• [Instruction 1]: In the Virgin Islands Code amendment below, why may the board of directors require an officer to post a bond? Answer in one to three sentences.
• [Instruction 2]: In the Virgin Islands Code amendment below, turn the paragraph beginning "(b) The officers shall be chosen" into a short list that keeps its main facts.

• [Passage to read]:

SECTION 3. Title 13, Chapter 1, Virgin Islands Code is amended in the following
instances:
(a) §61 thereof is amended by adding the following sentence at the end thereof: "The board
of directors of a corporation consists of one or more members, each of whom may be a
natural person or a juridical person."
(b) §69 thereof is amended to read as follows:
§ 69. Officers, Selection, Term and Duties; Omission of the Elections; Vacancies,
Nonprofit Organizations.
(a) Every corporation organized in accordance with this chapter shall have
one or more officers with such titles and duties as are provided in the bylaws of the
corporation or in a resolution of the board of directors which is not inconsistent with such
bylaws, and as may be necessary to allow the corporation to execute instruments and
stock certificates. Any officer may be a natural person or a juridical person. One of the
officers shall be appointed president, chief executive officer or other analogous title. One
of the officers shall record all of the minutes of all meetings of the stockholders of the
corporation and of the board of directors in a book to be kept for said purposes. An
officer may simultaneously hold one or more of the offices established, unless the articles
of incorporation or the bylaws provide otherwise. To secure the performance of his/her
duties, the board of directors may require any officer to post a bond, in the amount and
with such surety or sureties as the board may provide
(b) The officers shall be chosen in the manner and for the term provided by
the bylaws or the board of directors or other directing or governing body. Every officer
shall continue to hold office until replaced by his/her successor or until he/she resigns or
is removed, whichever occurs first. Any officer may resign at any time through written
notice or electronic communication to the corporation.

• [Record excerpts]:

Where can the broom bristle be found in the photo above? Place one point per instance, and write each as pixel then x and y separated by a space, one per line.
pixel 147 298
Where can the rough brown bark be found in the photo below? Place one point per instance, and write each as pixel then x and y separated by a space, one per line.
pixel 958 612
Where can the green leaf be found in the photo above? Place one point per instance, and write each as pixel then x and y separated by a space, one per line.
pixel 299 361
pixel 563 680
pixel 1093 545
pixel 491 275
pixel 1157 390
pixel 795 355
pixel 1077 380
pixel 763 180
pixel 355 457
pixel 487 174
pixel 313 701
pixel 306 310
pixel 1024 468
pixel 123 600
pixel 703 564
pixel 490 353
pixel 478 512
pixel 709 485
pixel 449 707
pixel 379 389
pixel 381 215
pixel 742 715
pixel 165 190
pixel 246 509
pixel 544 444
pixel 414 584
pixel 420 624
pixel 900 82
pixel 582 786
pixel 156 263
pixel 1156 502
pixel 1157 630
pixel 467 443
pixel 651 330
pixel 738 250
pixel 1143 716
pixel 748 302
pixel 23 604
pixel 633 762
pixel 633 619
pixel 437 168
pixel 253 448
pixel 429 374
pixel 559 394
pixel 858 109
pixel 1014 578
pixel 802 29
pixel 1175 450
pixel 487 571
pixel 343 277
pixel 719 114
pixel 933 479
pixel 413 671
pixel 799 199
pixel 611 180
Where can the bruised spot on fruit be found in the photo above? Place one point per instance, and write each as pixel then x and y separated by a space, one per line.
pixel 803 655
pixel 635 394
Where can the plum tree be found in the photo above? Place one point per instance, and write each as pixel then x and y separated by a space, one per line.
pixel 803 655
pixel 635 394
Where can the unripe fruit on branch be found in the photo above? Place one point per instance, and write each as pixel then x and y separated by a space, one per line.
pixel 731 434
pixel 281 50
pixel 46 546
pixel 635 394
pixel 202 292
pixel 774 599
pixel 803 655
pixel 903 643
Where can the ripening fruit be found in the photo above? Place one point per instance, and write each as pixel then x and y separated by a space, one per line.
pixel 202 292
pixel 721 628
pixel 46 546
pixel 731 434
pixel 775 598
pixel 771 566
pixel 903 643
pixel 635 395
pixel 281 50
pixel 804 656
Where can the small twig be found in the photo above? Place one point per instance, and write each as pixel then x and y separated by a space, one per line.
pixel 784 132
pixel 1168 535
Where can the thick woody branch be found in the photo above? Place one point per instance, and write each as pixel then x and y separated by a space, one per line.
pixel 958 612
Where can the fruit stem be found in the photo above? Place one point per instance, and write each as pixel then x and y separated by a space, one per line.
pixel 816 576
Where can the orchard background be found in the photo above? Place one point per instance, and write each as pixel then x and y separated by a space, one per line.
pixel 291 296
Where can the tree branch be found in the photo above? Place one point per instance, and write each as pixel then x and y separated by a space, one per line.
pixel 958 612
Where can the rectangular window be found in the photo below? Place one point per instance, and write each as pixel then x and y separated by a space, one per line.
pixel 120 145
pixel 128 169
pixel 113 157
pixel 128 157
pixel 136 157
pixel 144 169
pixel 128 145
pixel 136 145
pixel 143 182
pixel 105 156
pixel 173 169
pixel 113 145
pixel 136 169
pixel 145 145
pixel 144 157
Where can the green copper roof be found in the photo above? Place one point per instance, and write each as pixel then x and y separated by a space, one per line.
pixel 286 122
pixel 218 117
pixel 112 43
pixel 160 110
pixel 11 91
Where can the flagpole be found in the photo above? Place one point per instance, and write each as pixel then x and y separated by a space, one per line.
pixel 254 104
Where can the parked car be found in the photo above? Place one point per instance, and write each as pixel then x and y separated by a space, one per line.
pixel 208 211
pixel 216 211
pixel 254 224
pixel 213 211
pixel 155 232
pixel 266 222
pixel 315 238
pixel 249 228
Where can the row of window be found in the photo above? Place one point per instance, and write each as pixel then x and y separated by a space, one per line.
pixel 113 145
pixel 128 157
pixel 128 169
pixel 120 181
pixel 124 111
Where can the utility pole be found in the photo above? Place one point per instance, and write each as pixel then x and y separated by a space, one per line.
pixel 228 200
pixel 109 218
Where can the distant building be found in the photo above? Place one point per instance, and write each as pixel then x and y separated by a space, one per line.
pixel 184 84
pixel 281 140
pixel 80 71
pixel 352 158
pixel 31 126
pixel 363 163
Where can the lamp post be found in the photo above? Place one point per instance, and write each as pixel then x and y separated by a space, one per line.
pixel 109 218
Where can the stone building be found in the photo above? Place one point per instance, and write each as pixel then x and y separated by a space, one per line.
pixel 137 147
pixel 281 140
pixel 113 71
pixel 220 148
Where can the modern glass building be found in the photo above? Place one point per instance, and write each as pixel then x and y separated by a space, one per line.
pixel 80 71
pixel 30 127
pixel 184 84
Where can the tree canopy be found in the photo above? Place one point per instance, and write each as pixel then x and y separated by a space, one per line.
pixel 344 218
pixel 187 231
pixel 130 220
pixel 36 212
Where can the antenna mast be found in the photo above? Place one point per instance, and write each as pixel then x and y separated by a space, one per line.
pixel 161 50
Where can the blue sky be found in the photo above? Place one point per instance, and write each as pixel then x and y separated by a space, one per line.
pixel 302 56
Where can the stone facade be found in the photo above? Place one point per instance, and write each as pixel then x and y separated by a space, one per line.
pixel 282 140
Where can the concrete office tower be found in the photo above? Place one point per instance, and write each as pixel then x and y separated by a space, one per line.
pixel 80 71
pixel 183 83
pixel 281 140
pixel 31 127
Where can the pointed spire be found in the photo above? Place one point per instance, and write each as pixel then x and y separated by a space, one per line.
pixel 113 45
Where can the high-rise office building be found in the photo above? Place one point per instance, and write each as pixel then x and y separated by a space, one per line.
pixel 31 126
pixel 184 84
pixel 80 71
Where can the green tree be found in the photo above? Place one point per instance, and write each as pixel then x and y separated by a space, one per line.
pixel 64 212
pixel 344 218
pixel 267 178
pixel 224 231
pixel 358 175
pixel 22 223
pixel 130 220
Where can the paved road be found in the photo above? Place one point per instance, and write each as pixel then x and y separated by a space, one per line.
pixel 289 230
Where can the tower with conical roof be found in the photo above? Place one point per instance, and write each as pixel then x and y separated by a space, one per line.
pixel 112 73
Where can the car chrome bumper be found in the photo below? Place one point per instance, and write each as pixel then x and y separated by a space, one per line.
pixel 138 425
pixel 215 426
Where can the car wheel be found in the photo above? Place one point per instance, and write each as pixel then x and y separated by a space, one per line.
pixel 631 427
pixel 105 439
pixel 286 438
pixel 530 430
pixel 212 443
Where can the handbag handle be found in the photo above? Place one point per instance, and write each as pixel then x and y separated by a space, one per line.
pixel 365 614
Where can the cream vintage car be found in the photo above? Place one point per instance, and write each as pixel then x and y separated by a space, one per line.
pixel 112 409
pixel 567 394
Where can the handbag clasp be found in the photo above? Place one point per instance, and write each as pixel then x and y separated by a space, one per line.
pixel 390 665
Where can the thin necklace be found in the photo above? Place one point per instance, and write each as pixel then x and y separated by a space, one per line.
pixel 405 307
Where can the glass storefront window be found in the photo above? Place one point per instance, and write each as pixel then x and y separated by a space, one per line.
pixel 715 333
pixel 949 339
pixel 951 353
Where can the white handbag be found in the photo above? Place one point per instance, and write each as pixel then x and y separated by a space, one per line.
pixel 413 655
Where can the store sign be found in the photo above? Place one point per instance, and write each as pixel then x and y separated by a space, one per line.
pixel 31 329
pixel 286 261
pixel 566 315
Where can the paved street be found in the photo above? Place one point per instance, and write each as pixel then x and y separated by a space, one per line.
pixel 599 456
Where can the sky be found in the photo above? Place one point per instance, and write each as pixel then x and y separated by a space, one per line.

• [Full answer 1]: The board may require an officer to post a bond to secure the performance of that officer's duties. The board sets the amount and the surety or sureties.

• [Full answer 2]:
- Officers are chosen in the manner and for the term set by the bylaws, the board of directors, or another directing or governing body.
- Each officer holds office until replaced by a successor, or until resigning or being removed, whichever comes first.
- An officer may resign at any time by written notice or electronic communication to the corporation.